- **DOCUMENT SEGMENT**
- Opening Delimiter -
Rare Daily Staff

Travere Therapeutics said the U.S. Food and Drug Administration told the company that interim data from its ongoing phase 3 study of sparsentan in focal segmental glomerulosclerosis would not be adequate to support an accelerated approval at this time.

The FDA’s decision came after a pre-NDA meeting in which the agency acknowledged the high unmet need for approved therapies for the treatment of focal segmental glomerulosclerosis (FSGS). Travere was pursuing accelerate approval submissions in the United States and European Union.

Based on this feedback, Travere said it no longer expects to submit for accelerated approval for FSGS in the United States during the second half of 2021. The FDA has indicated that it may be possible to submit an application for accelerated approval after additional data accrue in the study. Subject to further discussion with the FDA, Travere believes that it may be possible to provide sufficient additional estimated glomerular filtration (eGFR) data from the DUPLEX study in the first half of 2022. The FDA has encouraged the company to request a follow-up meeting to further explore this option in greater detail, and a Type A meeting is expected to occur in the third quarter of 2021.
- Closing Delimiter -
- **TO DO**
Pick up the news item about Travere Therapeutics and sparsentan, and continue it after its last sentence.

- **THE DATA**
- Opening Delimiter -
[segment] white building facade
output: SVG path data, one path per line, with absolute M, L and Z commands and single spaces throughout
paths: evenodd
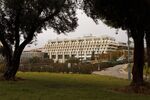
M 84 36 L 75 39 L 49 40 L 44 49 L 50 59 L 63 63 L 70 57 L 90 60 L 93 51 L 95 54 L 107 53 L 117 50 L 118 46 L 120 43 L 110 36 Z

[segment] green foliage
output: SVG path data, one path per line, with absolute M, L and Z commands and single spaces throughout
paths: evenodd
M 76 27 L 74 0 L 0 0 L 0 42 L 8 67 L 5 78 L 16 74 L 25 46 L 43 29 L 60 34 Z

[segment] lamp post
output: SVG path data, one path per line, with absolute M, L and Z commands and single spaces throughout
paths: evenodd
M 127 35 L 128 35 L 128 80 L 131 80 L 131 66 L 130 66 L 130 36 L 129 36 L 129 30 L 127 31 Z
- Closing Delimiter -
- Opening Delimiter -
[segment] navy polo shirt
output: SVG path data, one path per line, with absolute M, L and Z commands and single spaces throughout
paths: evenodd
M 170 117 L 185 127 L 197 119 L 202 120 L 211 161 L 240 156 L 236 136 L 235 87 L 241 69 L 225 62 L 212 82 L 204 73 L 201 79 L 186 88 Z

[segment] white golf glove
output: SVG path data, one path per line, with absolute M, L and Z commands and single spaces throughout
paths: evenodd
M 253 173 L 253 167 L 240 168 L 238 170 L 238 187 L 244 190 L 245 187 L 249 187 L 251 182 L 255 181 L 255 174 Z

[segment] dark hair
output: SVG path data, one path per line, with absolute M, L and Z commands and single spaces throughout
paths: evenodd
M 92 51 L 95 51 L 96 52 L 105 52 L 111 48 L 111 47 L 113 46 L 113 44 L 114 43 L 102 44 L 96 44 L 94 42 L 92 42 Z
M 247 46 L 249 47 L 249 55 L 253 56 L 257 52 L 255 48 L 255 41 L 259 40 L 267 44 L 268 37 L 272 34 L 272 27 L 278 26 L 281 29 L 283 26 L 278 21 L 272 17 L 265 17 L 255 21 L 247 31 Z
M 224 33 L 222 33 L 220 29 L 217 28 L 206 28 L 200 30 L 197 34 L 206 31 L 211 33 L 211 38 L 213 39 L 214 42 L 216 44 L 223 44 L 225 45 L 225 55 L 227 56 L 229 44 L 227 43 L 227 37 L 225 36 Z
- Closing Delimiter -
- **EXERCISE ANSWER**
“We remain very confident in the profile of sparsentan and believe it supports the ability to ultimately become a new treatment standard for FSGS, but we are disappointed that we will not be able to submit for accelerated approval this year and deliver it to patients on our original targeted timeline,” said Eric Dube, CEO of Travere Therapeutics. “Based upon our ongoing dialogue with FDA, we believe the eGFR data need to further mature to support our New Drug Application for accelerated approval in this indication. We remain optimistic that we still have a potential opportunity to pursue a path to an accelerated approval submission in the United States next year.”

FSGS is a rare proteinuric kidney disorder that is estimated to affect up to 40,000 patients in the United States with similar prevalence in Europe. The disorder is defined by progressive scarring of the kidney and often leads to end-stage kidney disease. FSGS is characterized by proteinuria, where protein leaks into the urine due to a breakdown of the normal filtration mechanism in the kidney. Once in the urine, protein is toxic to other parts of the kidney, especially the tubules, and is believed to contribute to further disease progression. Other common symptoms include swelling in parts of the body, as well as low blood albumin levels, abnormal lipid profiles and hypertension.

Reduction in proteinuria appears to be beneficial in the treatment of FSGS and may be associated with a decreased risk of progression to end-stage kidney disease. FSGS is currently managed with angiotensin receptor blockers, angiotensin converting enzyme inhibitors, steroids or calcineurin inhibitors.

Sparsentan is an experimental product candidate that functions as a high affinity dual-acting antagonist of both the endothelin type A and angiotensin II type 1 receptors, in a single molecule. Preclinical data have shown that blockade of both pathways in forms of rare chronic kidney disease reduces proteinuria, protects podocytes and prevents glomerulosclerosis and mesangial cell proliferation.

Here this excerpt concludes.